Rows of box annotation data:

-------

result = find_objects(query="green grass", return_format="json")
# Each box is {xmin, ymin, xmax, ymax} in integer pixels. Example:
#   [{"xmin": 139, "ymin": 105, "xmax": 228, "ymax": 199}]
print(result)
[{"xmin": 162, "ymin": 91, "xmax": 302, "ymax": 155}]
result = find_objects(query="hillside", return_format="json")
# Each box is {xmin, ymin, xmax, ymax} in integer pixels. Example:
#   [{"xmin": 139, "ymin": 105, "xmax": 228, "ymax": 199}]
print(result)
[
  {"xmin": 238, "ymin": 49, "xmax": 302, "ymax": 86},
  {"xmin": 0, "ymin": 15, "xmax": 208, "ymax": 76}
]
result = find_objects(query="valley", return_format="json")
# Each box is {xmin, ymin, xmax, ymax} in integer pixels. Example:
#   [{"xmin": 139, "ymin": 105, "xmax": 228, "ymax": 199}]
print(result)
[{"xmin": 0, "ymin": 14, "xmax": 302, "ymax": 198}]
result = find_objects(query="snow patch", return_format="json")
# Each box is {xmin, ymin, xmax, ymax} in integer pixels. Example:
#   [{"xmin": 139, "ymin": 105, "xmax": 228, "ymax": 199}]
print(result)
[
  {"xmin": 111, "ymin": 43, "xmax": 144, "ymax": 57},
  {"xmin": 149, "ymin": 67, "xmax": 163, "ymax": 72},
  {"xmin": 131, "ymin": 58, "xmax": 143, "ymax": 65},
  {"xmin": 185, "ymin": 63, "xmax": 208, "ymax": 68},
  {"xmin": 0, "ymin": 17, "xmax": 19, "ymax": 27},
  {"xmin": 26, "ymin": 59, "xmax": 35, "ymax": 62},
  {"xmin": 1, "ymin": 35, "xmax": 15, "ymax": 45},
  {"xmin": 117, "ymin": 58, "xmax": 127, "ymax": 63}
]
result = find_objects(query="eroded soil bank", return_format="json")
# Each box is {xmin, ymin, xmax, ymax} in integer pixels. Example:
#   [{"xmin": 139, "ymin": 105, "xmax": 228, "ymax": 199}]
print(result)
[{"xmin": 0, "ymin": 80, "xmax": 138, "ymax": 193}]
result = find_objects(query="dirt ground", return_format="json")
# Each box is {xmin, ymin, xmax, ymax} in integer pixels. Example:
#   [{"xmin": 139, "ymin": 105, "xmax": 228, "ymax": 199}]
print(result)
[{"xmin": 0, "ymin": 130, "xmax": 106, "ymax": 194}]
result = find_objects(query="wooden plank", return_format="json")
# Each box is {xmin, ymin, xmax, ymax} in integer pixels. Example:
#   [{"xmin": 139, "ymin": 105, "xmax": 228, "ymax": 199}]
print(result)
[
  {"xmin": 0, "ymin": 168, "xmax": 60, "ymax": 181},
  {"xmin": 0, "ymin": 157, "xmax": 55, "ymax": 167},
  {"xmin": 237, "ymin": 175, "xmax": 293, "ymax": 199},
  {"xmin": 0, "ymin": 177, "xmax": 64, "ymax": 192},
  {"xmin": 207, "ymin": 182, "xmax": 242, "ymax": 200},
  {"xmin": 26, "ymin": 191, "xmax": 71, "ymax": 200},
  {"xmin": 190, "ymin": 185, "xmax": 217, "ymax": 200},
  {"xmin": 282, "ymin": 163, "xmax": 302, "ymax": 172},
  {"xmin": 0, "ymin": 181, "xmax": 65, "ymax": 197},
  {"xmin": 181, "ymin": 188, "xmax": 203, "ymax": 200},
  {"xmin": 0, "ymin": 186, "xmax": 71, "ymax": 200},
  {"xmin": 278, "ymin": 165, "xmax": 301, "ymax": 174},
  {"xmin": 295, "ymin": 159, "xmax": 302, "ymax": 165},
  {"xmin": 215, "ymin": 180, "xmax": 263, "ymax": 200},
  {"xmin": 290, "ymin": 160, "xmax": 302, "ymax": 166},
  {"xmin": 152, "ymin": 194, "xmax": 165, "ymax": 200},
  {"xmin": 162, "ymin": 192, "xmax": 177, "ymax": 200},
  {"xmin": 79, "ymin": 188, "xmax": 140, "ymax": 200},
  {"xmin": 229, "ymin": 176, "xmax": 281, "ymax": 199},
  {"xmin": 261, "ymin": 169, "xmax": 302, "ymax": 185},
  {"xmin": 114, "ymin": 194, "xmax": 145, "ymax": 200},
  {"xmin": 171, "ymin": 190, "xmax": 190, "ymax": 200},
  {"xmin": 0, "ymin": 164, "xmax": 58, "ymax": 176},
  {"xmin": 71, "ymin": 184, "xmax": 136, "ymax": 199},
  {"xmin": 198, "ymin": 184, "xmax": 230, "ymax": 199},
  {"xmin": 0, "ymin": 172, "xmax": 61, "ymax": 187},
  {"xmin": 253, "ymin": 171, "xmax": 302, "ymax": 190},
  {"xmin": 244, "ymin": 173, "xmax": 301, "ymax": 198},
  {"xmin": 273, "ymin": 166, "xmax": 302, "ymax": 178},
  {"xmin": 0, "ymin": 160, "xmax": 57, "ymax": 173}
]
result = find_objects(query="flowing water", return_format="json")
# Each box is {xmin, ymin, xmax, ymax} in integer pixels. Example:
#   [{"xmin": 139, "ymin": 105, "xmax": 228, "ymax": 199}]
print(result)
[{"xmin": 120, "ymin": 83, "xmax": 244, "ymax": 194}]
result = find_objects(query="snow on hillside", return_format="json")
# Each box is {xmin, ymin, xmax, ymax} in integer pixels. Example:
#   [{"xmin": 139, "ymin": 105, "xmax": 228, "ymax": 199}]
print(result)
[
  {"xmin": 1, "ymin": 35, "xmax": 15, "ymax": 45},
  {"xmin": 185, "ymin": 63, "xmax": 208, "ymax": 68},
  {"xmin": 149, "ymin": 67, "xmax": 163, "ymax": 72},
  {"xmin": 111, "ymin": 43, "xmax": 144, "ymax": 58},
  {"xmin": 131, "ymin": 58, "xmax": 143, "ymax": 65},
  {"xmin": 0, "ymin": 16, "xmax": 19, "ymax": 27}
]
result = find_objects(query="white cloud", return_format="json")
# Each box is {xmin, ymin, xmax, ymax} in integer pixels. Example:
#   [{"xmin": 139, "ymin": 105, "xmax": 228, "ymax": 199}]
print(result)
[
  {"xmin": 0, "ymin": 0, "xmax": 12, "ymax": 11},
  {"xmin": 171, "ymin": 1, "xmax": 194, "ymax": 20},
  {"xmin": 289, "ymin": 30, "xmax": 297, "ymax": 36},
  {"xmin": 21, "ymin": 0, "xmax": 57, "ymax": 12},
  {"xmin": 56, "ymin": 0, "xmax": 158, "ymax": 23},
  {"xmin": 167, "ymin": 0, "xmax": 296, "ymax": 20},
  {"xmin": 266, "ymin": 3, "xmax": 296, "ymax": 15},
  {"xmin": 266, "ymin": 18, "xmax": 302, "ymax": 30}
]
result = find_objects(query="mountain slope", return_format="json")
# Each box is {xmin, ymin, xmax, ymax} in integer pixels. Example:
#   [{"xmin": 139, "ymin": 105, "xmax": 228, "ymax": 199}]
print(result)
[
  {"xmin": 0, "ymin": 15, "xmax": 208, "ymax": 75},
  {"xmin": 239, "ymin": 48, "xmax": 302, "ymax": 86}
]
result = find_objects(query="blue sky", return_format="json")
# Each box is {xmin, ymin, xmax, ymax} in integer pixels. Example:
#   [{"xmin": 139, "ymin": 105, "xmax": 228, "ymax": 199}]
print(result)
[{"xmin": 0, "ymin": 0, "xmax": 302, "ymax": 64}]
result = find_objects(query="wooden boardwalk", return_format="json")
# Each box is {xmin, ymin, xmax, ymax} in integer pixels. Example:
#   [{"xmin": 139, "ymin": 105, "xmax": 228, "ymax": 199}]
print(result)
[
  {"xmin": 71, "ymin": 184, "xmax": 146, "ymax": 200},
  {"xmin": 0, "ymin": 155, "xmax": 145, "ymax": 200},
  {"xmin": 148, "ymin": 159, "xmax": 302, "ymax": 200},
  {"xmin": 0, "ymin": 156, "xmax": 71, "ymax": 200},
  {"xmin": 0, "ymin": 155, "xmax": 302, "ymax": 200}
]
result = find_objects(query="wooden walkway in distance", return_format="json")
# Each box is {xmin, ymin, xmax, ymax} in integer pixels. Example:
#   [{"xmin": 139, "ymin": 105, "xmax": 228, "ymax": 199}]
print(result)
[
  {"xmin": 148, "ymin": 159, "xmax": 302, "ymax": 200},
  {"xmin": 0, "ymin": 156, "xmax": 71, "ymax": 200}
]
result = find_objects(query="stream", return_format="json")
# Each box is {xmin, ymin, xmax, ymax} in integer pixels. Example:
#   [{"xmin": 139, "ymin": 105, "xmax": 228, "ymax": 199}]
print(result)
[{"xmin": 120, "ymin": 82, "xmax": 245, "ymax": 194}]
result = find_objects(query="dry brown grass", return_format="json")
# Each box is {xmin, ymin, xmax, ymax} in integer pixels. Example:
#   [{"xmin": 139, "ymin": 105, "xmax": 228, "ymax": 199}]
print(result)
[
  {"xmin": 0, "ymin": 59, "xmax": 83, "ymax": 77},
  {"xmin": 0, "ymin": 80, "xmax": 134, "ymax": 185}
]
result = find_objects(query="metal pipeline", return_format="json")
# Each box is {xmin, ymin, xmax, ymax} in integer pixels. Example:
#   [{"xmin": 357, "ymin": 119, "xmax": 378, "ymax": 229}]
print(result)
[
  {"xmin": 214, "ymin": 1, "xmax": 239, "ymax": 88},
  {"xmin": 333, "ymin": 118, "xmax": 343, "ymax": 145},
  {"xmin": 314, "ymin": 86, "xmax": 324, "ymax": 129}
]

-------

Aim
Pull out every line of the material above that contains the string "grass". Case counts.

The completed task
result = find_objects(query="green grass", return_format="json")
result = find_objects(query="dry brown grass", return_format="json")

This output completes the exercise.